*Provided passage:*
[Start of section]

How a drunk driver turned this mother and daughter's world upside down

·4 min read

It's been more than seven years since a drunk driver crashed head-on into the car Nelson B.C.'s Pat Henman and her daughter Maia Vezina were travelling in, but not a day goes by when they aren't reminded of the event's physical and emotional turmoil.

"I don't know moment to moment what's really going to hurt and what's not, because things are not normal inside me," said Henman, 62, from her home.

Henman is set to publish a book in the new year, called Beyond the Legal Limit, which details the crash and its aftermath. She hopes her story will result in fewer people drinking and driving.

"There is no need for it, right?" she said. "I just don't see the sense anymore."

Despite continued awareness and some of the toughest laws in Canada, impaired drivers still account for around 20 per cent of crashes each year in the province, according to statistics from ICBC.

An average of 67 people are killed in crashes each year in which alcohol is a factor.

Henman and her daughter survived — an outcome that wasn't initially clear, as Henman went into cardiac arrest multiple times after doctors and nurses scrambled to deal with her injuries at a Calgary hospital, where both she and Maia had been flown from the accident site around Skookumchuck in the East Kootenay.

Pat Henman
Pat Henman

The collision happened around 5:30 on a sunny, Sunday afternoon. Vezina was driving.

Henman's last memory is stopping to stretch their legs at Fairmont Hot Springs and pushing off for the final leg of the journey to Nelson.

After the crash, she had to learn about the seriousness of it from others and police reports.

'Bad shape'

The image of the pair's vehicle, with its front end completely crushed in up to the windshield, is telling.

"Well, we were both in pretty bad shape," said Henman of her injuries.

Her daughter had multiple fractures in all four of her limbs and is still hobbled by an ankle that won't heal. She spoke about the impact of the crash in a video produced by MADD Canada in 2018.

"I am constantly dealing with waves of tired and anxiety and depression," she said. "My left ankle is dead."


Henman was in hospital for six months and had 19 surgeries in the first week for multiple fractures. Every single one of her ribs was broken; she lost a section of her intestine and one-third of her stomach.

She couldn't eat solid food for more than a year.

"It was hell," she said.

It's taken years of hard effort to try to regain the life as a theatre performer, singer and director she knew before the crash

Vezina, who is 26 now, has completed university to become a teacher, but it's unclear if she will ever be able to work full time in that job.

Previous offences

The woman who hit the pair, Shara Bakos, now 42, shouldn't have even been on the road that day, as she had a suspended licence due to prior impaired driving incidents.

[End of section]

*What to do:* From the article about the drunk-driving crash, list every injury it reports for Pat Henman.

*Extracted information:*

[Start of section]

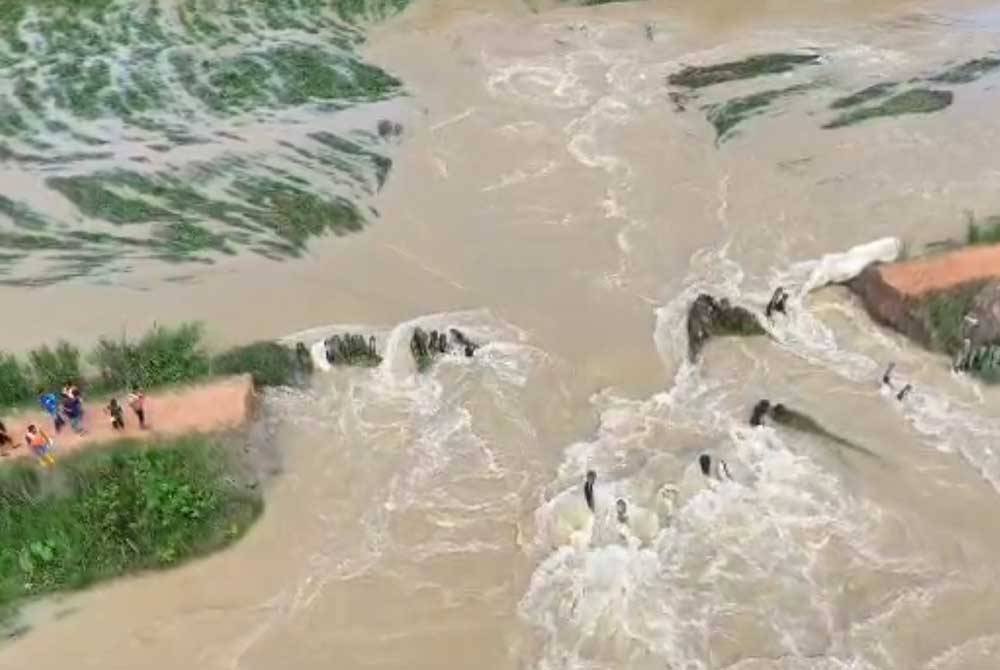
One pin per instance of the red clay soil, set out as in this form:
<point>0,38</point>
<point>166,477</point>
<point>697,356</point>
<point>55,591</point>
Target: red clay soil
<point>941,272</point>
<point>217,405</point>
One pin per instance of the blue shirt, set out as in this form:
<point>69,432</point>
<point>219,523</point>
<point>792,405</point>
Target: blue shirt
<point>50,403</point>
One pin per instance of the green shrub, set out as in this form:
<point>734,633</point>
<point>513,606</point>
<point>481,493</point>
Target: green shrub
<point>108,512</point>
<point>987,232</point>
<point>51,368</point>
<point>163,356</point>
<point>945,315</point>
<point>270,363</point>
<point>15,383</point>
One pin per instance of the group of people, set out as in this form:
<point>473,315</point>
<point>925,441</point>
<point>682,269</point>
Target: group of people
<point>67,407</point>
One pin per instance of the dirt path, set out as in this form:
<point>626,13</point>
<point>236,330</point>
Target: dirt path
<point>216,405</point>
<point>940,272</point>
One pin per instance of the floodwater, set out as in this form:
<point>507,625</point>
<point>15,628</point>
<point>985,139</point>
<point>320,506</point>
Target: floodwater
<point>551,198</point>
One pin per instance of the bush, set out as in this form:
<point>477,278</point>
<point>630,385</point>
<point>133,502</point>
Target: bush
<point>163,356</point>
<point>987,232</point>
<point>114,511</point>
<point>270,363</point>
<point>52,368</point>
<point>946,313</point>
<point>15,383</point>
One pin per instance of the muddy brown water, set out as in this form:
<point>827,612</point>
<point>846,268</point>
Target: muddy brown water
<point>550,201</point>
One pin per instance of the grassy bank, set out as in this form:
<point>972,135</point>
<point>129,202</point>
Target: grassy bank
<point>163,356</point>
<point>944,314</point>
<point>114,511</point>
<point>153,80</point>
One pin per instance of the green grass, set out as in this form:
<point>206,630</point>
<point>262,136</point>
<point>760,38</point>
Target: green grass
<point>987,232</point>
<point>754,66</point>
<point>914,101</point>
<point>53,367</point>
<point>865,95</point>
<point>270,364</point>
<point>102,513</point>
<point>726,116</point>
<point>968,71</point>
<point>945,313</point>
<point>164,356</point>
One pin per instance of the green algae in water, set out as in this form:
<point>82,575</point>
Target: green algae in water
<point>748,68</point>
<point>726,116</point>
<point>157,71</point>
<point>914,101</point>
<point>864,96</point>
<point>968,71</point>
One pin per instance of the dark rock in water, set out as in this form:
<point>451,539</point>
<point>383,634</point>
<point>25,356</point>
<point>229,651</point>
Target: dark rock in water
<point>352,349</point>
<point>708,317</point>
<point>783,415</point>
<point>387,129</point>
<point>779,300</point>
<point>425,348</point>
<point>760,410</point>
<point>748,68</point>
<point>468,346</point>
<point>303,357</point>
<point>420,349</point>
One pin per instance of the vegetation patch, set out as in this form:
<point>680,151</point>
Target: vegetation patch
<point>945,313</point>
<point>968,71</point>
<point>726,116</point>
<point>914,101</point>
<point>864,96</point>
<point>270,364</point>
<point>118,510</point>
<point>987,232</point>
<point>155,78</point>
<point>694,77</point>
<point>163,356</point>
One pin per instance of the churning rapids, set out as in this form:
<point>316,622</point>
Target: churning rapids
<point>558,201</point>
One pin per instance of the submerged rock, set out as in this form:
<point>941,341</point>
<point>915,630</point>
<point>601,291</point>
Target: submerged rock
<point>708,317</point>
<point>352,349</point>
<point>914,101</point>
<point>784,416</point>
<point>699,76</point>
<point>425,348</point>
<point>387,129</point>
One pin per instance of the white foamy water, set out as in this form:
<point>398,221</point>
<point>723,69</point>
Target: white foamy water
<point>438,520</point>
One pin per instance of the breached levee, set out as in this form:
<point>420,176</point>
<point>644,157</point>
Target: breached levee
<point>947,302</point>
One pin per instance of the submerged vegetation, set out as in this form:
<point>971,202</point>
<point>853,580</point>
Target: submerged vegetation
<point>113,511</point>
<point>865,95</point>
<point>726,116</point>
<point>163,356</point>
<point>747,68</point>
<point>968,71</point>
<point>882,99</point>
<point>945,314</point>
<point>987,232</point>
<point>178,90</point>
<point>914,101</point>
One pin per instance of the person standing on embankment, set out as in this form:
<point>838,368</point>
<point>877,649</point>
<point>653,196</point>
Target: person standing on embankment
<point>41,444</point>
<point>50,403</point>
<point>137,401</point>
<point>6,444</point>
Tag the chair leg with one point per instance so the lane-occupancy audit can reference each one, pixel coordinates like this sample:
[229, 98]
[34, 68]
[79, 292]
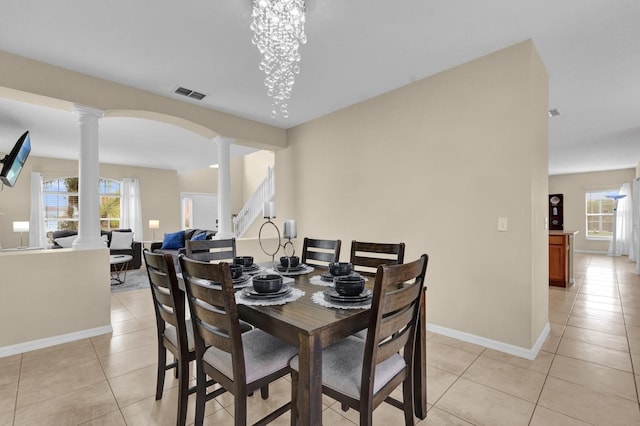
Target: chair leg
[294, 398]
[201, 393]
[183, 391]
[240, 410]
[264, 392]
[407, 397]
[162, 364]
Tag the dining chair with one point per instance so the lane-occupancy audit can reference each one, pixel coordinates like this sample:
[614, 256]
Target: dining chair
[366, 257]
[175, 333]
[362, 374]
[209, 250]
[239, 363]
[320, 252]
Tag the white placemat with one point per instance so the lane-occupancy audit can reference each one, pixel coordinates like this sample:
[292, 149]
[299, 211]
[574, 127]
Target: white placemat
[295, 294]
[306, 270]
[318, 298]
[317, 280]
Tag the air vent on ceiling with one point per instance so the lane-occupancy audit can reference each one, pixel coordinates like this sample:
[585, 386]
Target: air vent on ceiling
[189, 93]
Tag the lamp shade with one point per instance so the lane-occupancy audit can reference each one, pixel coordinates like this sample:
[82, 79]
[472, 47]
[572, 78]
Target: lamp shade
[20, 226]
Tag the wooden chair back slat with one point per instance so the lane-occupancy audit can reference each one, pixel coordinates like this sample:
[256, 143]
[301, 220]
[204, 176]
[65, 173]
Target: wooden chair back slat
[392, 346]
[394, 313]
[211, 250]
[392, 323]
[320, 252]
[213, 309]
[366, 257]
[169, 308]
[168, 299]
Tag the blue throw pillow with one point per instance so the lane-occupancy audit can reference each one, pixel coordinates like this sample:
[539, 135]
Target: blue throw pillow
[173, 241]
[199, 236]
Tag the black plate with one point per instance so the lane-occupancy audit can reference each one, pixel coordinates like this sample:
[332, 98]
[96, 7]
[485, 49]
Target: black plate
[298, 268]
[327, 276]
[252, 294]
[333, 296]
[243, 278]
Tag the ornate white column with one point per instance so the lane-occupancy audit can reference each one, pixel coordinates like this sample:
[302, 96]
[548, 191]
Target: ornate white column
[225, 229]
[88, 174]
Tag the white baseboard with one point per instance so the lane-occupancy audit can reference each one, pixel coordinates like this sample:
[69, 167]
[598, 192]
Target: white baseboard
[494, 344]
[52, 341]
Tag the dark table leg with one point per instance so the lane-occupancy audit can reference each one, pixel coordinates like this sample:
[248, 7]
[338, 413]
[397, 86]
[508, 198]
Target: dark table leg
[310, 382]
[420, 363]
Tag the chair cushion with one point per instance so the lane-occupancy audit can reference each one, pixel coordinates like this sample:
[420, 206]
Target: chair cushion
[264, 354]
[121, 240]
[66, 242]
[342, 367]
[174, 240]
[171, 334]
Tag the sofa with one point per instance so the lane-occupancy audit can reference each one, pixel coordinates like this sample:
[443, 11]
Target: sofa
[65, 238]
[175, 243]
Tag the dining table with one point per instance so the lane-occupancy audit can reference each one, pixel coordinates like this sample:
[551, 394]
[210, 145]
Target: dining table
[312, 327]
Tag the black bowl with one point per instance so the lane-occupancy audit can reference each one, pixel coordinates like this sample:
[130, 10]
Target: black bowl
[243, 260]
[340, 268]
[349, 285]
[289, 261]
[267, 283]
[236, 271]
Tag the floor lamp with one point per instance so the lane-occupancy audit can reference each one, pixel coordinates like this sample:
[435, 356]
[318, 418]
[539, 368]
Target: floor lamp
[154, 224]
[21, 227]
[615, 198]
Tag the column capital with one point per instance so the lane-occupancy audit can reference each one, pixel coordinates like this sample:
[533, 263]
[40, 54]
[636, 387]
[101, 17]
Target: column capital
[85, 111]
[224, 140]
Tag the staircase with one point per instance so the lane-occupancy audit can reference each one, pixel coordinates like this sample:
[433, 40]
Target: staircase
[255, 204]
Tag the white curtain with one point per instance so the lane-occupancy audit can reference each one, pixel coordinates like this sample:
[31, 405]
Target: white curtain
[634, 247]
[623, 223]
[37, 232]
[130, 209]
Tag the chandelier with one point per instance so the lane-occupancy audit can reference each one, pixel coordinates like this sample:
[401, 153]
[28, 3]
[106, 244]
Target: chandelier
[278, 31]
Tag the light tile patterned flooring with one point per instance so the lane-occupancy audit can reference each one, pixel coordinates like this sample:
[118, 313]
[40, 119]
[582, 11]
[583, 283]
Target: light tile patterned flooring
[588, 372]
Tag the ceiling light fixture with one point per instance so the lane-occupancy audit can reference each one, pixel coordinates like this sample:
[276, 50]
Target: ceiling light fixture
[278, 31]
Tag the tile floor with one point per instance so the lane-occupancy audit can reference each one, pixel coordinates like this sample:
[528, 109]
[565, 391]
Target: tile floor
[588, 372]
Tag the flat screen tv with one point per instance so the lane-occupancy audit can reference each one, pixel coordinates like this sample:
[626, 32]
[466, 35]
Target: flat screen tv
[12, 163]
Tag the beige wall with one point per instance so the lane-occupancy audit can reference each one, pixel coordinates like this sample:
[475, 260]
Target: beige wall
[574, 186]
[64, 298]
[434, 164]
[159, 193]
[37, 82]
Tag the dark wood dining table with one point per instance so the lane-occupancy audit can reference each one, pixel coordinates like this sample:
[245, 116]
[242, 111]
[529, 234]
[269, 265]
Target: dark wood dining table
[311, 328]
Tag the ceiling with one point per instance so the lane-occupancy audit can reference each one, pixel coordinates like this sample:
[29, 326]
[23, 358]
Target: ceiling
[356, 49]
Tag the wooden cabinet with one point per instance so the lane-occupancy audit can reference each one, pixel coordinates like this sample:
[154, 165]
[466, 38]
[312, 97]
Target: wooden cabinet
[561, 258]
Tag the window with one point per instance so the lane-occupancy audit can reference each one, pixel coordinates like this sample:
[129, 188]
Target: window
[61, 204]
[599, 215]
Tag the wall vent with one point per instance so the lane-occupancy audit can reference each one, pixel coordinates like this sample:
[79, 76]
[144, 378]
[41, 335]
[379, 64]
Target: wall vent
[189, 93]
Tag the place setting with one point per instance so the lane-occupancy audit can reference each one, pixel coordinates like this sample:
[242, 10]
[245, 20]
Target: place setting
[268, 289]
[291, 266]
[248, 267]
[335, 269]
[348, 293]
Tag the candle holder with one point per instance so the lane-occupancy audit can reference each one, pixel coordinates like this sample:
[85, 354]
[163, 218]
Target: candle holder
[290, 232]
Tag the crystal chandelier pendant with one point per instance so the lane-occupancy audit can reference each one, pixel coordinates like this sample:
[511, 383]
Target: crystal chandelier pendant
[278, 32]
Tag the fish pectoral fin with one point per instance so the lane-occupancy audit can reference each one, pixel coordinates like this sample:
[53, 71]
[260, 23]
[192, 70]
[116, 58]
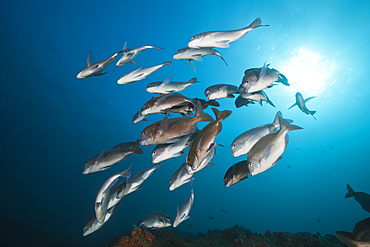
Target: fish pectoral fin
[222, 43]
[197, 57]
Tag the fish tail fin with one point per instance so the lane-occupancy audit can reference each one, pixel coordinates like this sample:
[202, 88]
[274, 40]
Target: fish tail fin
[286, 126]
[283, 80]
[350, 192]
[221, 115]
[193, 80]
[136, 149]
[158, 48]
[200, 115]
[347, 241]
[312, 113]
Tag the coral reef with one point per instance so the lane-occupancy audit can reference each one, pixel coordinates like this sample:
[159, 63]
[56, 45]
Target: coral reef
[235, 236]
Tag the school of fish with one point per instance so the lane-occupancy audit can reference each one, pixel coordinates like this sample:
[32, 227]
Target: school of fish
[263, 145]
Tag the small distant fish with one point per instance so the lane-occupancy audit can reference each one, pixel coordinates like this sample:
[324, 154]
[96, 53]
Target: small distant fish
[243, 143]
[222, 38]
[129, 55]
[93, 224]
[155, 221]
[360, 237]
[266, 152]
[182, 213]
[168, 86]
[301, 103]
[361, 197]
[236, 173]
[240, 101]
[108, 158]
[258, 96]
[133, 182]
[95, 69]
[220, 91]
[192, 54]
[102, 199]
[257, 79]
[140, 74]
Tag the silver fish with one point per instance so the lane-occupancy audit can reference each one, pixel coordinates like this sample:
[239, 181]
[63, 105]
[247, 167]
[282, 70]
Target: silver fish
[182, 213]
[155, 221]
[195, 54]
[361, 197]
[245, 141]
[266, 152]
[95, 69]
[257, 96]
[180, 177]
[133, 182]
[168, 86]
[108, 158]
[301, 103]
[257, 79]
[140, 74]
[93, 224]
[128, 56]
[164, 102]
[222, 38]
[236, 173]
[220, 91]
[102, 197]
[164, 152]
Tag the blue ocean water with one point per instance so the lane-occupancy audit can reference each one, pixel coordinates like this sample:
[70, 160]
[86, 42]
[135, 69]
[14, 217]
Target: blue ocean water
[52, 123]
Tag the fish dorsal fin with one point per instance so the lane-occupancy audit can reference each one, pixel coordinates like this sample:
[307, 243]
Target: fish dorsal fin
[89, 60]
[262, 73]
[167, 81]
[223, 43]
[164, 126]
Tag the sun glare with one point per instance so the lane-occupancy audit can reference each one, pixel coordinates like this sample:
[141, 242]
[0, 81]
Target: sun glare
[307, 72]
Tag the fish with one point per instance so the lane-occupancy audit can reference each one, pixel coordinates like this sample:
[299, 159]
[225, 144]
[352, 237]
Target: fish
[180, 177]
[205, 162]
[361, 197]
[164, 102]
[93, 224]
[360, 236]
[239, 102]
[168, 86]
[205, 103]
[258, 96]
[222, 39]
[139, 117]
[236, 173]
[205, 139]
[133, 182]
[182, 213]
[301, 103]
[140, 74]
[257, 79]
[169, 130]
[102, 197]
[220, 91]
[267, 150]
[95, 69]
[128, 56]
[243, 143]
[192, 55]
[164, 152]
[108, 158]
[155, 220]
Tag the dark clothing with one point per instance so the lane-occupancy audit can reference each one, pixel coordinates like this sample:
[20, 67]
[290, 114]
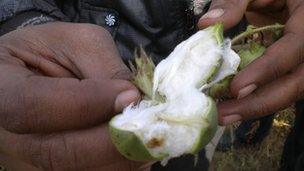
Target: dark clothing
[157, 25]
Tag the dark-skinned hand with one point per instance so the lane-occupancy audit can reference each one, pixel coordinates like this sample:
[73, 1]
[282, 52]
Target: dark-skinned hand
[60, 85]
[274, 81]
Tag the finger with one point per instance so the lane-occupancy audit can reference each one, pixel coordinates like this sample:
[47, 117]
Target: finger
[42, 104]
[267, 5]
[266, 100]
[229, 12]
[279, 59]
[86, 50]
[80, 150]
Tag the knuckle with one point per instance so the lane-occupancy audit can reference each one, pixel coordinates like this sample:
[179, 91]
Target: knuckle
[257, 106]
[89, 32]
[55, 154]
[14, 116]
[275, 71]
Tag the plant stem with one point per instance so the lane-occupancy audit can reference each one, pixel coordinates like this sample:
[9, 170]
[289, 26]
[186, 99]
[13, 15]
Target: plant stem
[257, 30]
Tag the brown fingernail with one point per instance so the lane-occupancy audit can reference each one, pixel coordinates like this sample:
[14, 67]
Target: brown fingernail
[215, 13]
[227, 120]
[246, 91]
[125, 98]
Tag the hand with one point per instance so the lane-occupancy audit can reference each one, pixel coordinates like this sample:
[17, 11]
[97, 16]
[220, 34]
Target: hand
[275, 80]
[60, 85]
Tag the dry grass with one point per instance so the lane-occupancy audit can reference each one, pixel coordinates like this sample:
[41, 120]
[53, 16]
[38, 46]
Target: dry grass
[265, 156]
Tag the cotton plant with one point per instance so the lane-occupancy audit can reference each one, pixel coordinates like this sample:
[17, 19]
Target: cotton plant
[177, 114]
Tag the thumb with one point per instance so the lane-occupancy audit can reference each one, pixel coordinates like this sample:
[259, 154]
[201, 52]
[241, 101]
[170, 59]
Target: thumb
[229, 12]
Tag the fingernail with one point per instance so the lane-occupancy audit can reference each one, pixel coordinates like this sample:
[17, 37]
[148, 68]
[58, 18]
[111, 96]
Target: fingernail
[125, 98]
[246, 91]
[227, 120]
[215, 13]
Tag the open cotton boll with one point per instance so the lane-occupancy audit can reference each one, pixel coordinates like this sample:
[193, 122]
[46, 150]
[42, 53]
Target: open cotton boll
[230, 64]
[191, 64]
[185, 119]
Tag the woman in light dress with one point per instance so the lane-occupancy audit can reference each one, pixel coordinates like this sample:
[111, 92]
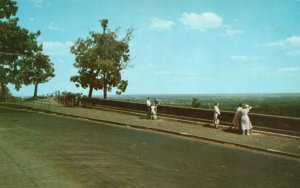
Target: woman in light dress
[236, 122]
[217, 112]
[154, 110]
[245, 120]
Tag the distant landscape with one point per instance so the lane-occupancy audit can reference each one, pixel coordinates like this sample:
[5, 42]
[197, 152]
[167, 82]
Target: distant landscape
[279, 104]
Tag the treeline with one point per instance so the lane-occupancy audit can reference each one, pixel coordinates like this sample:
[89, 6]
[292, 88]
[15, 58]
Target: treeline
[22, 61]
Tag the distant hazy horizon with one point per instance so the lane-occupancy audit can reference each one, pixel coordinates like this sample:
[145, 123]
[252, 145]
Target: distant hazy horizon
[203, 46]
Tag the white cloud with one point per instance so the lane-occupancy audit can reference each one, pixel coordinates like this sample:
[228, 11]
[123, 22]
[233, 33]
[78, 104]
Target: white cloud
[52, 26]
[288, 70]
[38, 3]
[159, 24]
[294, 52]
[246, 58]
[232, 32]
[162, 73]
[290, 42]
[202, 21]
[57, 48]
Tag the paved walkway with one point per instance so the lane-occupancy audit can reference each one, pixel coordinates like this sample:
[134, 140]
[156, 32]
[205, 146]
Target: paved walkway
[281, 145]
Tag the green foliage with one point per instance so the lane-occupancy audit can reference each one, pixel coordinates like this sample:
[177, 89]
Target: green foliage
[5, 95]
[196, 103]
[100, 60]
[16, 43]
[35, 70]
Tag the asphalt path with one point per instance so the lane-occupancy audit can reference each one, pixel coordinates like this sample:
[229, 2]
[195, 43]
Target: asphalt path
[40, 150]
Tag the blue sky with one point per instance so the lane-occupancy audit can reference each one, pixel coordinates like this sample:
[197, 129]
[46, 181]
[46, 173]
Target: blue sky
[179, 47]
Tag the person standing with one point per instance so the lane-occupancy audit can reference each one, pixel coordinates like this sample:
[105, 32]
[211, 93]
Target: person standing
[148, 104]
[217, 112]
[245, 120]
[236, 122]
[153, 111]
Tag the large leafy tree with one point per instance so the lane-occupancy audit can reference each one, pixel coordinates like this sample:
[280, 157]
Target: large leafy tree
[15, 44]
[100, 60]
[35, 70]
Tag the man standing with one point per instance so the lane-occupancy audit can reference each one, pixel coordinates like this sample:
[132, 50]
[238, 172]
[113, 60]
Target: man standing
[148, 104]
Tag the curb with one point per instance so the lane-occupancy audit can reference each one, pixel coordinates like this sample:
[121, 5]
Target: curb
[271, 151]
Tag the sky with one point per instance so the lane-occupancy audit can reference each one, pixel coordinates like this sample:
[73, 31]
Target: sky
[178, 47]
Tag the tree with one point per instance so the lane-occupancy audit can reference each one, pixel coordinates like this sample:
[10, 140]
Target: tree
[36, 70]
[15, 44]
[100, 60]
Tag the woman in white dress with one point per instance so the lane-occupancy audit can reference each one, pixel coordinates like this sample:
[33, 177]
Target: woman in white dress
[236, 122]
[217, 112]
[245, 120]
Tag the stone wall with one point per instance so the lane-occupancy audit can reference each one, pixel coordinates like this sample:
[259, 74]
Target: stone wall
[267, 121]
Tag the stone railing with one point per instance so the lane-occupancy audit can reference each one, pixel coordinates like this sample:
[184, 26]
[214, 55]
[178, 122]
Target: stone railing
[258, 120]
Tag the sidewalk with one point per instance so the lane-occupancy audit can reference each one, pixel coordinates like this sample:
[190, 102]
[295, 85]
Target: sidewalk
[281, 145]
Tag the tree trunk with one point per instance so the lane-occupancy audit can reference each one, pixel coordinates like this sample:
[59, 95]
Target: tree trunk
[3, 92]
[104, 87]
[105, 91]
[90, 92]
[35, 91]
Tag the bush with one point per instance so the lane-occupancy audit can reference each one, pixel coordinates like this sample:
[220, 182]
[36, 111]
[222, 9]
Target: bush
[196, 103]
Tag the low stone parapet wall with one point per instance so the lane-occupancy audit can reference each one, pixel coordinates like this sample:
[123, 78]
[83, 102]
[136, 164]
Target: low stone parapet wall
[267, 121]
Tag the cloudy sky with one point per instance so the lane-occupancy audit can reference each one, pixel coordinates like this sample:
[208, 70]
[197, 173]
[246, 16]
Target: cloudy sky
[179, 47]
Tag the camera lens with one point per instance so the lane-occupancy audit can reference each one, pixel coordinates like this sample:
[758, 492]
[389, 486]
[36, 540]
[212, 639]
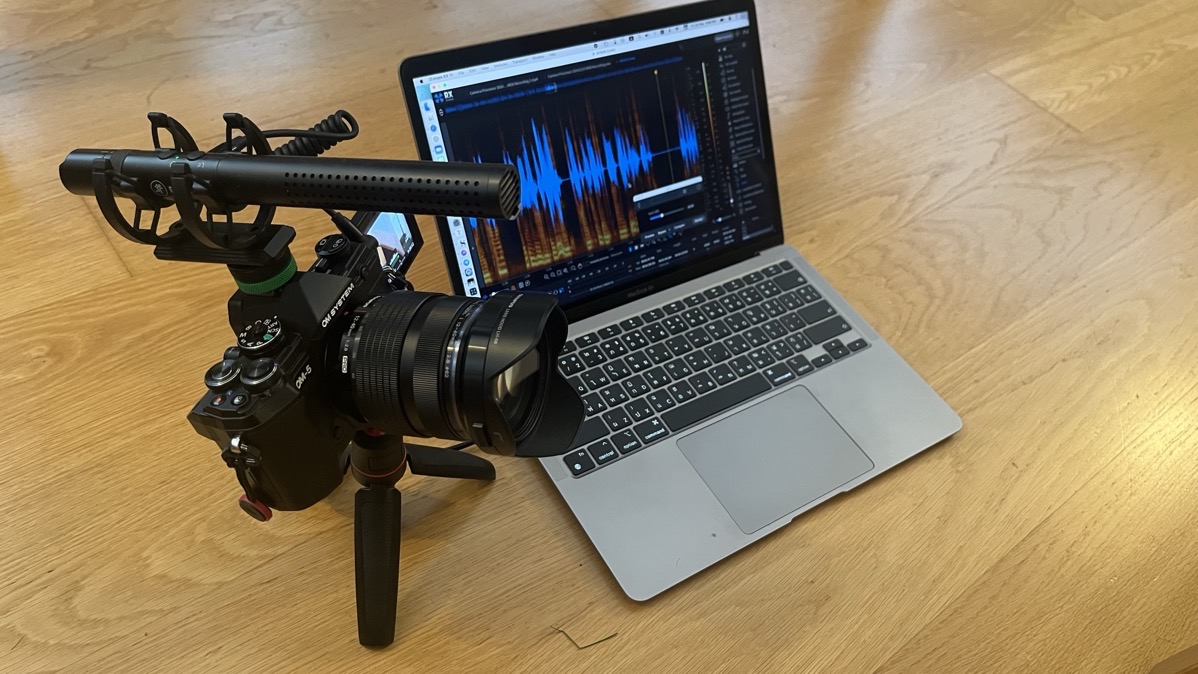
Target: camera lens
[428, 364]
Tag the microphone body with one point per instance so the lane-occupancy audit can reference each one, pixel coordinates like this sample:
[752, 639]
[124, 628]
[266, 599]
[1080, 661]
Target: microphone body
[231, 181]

[End of section]

*Completed task:*
- Multiple fractures
- Every one of her ribs broken
- Loss of a section of her intestine
- Loss of one-third of her stomach